____ RECORDS TO USE
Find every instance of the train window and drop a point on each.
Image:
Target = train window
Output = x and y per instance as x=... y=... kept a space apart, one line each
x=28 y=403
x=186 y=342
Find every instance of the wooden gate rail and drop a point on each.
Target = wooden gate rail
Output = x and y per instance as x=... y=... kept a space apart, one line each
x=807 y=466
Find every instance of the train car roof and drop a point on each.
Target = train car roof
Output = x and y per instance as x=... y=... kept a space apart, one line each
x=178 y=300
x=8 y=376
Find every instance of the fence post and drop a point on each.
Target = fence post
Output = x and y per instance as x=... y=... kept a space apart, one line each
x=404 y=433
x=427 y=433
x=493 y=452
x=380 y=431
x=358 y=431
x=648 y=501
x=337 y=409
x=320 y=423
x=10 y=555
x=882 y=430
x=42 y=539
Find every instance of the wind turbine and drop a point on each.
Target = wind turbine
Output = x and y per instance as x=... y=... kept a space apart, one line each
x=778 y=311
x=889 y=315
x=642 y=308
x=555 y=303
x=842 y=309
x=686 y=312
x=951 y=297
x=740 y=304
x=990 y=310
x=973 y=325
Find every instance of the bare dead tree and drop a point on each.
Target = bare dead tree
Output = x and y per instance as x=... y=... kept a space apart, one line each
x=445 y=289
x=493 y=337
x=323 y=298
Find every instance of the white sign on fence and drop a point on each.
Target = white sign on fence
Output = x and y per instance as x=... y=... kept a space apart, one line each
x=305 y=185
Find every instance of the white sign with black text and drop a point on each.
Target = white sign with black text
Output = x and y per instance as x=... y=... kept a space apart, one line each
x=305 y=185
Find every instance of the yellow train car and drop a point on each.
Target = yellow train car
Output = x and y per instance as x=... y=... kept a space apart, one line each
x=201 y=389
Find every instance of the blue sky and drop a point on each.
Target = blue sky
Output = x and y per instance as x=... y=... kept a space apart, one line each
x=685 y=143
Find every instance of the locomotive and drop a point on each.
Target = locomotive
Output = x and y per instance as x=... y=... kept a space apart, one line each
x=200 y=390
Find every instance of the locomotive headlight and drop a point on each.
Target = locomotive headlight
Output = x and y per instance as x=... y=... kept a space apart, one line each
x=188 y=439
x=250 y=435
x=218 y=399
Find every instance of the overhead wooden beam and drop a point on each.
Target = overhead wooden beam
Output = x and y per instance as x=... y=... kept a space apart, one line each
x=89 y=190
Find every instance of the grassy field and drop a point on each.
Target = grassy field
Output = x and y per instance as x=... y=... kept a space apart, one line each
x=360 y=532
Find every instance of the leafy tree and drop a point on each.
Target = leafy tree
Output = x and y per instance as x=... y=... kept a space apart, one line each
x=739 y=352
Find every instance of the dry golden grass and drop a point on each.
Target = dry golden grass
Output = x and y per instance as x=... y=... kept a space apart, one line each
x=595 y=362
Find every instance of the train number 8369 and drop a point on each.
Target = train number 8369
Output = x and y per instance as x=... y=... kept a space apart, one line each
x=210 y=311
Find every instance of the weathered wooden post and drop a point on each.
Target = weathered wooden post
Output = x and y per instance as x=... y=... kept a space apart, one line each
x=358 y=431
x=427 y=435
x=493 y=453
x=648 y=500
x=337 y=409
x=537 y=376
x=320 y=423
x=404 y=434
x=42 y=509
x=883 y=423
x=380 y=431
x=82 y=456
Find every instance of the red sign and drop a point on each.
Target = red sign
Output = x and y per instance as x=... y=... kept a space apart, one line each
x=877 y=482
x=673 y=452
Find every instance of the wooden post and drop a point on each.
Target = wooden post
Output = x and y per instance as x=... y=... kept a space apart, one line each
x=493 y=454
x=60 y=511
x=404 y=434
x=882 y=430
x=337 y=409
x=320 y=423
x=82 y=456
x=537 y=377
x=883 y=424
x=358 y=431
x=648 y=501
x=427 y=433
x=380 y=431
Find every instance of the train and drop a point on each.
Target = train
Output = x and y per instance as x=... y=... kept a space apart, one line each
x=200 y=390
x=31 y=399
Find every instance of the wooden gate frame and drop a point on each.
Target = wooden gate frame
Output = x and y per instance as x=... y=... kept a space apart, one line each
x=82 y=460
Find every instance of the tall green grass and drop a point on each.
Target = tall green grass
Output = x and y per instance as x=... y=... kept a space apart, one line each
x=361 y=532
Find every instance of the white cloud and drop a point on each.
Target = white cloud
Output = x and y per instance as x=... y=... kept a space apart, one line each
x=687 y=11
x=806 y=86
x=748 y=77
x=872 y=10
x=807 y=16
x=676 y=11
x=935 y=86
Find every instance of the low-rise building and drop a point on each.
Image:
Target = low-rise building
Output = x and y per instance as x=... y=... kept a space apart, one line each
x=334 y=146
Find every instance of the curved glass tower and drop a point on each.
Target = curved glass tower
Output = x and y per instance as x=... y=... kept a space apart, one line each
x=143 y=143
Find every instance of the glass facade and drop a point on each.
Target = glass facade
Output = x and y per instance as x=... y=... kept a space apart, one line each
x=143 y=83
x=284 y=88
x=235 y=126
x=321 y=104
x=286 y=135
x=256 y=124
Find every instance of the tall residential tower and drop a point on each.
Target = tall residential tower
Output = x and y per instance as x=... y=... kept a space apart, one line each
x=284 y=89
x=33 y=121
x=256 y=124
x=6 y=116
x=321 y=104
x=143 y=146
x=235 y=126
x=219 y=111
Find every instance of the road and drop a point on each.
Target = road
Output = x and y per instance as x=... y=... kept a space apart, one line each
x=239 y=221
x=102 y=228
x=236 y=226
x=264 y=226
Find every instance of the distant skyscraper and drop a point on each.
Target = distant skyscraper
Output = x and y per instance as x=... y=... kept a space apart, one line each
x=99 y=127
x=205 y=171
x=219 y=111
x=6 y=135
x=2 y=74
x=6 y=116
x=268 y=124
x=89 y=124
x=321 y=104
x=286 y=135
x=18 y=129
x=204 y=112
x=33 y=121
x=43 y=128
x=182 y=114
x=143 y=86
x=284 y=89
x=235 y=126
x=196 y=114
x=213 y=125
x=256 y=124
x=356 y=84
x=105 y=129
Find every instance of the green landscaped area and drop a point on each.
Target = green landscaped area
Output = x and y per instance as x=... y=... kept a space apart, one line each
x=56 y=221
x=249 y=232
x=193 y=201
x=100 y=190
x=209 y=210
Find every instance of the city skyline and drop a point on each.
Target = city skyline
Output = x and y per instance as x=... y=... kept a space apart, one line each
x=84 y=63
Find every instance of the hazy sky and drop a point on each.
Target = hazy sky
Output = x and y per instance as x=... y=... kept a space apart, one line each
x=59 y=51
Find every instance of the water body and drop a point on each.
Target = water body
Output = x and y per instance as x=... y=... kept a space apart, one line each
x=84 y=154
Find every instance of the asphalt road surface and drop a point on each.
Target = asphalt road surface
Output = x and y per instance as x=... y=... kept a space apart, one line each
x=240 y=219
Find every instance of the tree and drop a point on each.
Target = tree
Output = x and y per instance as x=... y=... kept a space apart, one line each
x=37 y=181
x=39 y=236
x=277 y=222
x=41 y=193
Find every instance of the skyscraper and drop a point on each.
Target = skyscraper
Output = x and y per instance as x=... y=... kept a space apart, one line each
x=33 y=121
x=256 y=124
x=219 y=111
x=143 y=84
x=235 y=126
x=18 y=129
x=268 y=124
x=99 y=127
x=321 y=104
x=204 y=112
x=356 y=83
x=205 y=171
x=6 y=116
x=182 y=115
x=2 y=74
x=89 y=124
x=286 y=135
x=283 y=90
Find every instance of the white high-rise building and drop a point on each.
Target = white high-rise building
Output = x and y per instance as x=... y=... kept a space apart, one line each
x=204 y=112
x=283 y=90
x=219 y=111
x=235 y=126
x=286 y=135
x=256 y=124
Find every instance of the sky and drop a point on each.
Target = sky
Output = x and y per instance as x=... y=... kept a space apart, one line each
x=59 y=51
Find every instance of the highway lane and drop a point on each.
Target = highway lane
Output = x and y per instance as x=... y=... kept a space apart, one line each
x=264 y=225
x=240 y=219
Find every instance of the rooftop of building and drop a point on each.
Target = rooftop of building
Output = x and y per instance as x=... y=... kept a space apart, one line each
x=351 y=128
________
-- INSTRUCTIONS TO FOLLOW --
The lines to copy are those in the listing that contain "road".

-- SOLUTION FOR THIS PROBLEM --
Find every instance of the road and drop a point on each.
Target = road
Find every instance of the asphalt road surface and drop a point on each.
Target = asphalt road surface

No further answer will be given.